REQUEST: Count the lines below that contain the string "black", and reply with that number only.

INPUT:
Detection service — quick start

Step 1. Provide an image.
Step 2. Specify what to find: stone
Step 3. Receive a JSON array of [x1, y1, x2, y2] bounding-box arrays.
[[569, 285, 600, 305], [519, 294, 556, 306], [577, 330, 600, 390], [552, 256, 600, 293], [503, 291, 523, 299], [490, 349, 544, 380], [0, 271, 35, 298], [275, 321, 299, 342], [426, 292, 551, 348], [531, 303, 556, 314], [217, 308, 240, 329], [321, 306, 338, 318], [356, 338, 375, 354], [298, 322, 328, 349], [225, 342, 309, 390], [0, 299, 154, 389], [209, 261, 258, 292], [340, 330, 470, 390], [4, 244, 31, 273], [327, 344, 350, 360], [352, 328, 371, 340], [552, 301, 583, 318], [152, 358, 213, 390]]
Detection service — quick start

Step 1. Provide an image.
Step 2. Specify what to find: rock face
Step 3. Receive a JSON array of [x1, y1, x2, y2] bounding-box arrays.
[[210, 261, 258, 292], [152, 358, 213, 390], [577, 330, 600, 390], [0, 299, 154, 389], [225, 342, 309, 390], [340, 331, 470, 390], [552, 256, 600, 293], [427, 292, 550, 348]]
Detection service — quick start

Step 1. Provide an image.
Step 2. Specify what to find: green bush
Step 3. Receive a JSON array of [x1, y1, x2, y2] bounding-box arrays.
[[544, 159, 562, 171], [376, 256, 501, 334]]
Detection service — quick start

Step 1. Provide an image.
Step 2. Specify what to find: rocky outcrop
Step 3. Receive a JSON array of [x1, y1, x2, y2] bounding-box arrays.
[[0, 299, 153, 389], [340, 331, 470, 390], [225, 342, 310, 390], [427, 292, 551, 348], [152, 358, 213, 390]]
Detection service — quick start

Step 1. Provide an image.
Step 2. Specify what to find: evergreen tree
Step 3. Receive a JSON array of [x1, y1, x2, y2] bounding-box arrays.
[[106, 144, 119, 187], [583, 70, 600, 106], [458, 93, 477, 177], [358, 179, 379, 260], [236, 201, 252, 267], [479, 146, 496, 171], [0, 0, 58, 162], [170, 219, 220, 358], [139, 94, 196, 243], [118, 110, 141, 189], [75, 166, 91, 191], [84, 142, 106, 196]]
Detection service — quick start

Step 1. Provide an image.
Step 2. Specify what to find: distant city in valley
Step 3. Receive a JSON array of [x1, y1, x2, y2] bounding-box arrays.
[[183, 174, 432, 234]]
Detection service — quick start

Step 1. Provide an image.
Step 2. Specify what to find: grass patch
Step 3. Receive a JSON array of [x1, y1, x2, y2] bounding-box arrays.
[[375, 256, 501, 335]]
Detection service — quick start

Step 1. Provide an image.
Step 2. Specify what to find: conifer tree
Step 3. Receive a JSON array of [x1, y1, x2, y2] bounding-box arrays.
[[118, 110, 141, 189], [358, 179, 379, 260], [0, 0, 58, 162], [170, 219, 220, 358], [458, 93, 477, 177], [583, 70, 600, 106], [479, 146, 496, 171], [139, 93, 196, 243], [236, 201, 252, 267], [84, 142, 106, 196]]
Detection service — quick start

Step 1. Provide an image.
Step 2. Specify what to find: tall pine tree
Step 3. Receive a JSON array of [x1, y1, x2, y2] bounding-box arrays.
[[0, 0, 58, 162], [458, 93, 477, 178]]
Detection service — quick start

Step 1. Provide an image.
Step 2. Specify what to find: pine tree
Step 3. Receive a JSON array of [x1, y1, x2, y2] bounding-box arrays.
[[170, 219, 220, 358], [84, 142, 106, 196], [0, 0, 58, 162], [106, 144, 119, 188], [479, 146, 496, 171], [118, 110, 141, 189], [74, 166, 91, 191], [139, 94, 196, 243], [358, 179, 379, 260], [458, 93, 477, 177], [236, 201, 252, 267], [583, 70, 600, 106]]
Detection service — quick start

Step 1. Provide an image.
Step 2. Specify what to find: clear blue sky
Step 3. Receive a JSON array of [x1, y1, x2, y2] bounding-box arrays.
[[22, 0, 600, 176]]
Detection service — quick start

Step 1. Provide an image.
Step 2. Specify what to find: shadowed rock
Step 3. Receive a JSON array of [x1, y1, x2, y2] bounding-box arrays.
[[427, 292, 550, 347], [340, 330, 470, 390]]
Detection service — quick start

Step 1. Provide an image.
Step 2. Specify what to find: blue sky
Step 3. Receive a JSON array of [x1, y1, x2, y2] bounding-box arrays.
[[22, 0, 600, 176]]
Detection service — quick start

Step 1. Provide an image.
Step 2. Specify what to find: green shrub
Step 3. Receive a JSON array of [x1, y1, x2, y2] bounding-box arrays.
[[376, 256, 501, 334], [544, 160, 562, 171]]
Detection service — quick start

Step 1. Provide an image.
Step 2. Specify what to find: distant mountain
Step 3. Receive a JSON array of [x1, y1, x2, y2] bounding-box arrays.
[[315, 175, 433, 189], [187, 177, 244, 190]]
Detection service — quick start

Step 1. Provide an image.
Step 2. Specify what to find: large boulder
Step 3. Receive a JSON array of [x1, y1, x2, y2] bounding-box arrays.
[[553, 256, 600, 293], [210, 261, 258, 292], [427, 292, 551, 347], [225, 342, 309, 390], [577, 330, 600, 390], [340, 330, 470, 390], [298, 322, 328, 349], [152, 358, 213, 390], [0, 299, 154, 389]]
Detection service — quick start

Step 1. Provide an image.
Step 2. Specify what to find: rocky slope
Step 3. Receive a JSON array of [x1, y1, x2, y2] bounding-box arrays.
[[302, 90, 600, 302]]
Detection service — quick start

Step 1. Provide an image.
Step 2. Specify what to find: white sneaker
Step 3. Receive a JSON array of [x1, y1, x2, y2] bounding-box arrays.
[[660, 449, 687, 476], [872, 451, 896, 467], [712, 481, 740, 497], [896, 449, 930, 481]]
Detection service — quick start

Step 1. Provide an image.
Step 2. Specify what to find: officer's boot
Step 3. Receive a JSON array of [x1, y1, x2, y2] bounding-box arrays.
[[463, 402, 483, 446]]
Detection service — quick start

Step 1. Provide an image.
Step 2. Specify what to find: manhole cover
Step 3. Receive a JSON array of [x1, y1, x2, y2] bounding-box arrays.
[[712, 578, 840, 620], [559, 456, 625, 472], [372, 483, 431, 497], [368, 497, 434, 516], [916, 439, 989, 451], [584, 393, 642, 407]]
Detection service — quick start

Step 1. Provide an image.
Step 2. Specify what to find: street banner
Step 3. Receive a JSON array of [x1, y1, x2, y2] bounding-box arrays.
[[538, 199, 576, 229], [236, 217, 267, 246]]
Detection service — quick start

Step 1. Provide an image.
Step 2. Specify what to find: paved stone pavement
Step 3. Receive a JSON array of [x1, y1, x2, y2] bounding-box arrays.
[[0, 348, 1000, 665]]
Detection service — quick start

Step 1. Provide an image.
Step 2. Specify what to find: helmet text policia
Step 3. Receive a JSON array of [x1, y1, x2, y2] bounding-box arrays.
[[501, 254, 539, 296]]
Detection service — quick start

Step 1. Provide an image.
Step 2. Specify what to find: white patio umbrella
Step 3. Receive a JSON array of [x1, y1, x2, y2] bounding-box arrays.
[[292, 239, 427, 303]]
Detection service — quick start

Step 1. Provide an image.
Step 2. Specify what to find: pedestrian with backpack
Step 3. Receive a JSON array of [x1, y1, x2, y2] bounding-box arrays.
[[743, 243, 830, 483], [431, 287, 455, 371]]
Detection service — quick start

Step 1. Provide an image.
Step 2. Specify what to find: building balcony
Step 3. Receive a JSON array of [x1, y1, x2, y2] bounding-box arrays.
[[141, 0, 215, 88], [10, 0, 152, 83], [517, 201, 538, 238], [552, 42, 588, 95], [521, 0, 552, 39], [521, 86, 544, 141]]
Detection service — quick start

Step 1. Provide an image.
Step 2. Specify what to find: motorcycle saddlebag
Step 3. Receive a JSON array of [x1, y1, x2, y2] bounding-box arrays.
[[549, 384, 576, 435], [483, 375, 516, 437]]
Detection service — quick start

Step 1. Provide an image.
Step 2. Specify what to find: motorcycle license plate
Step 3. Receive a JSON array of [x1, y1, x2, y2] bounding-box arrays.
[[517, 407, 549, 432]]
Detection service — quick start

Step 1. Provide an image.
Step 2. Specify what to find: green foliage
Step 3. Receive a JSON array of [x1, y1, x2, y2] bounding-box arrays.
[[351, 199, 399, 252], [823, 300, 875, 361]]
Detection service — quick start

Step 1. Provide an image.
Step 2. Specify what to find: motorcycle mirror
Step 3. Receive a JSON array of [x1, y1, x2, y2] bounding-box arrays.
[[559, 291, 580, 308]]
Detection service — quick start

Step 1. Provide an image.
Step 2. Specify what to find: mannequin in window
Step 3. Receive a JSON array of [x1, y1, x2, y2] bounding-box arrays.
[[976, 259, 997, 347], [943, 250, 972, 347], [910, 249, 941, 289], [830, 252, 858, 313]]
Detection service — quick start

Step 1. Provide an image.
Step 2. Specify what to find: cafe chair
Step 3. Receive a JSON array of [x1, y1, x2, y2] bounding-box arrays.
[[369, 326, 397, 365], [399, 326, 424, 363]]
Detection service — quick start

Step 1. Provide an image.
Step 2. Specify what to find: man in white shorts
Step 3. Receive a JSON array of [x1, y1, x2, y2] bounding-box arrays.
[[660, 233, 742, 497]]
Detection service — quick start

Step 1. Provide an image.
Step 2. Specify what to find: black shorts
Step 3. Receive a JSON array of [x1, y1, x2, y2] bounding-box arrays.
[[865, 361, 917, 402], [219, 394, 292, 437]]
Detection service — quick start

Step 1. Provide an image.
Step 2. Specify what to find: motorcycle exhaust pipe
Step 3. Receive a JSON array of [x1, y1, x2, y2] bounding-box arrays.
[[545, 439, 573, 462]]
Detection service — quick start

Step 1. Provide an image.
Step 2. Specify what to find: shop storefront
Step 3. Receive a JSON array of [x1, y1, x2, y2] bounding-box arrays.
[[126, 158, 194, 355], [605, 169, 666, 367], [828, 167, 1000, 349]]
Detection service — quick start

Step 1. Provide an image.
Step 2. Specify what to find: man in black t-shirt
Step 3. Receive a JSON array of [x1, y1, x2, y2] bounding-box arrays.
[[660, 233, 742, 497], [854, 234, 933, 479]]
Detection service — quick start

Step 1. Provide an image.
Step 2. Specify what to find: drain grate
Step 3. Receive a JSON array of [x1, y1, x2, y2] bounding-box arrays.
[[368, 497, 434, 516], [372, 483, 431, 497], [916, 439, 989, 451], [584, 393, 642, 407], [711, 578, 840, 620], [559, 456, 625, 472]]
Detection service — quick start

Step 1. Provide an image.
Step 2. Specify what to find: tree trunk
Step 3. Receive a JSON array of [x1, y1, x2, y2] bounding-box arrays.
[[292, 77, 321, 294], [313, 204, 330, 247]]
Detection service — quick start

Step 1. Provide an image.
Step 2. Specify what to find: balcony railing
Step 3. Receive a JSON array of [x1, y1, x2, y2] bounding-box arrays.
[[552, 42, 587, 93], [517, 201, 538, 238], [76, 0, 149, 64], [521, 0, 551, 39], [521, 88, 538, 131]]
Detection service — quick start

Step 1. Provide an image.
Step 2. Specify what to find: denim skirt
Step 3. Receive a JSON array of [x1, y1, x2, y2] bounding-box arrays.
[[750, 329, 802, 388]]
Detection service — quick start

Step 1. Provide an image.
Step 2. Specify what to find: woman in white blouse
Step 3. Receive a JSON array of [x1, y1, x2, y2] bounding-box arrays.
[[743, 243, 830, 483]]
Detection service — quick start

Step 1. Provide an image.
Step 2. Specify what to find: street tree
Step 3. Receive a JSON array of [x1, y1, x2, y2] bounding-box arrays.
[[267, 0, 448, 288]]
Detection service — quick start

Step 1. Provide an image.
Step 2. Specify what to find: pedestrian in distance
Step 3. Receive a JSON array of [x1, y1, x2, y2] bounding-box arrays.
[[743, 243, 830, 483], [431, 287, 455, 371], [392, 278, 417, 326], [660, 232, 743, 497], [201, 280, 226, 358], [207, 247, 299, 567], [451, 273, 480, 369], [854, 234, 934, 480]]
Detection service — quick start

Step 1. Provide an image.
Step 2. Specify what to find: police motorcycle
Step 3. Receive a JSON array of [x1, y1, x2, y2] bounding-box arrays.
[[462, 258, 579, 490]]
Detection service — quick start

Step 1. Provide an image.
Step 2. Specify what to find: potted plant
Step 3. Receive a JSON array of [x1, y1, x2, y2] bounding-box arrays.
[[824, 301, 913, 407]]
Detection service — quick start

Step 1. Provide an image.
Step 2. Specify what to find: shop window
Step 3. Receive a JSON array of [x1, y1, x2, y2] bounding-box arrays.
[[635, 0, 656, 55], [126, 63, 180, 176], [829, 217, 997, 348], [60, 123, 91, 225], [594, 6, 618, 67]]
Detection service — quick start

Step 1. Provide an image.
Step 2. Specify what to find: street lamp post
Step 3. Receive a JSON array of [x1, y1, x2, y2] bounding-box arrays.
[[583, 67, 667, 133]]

SOLVED EXERCISE: 2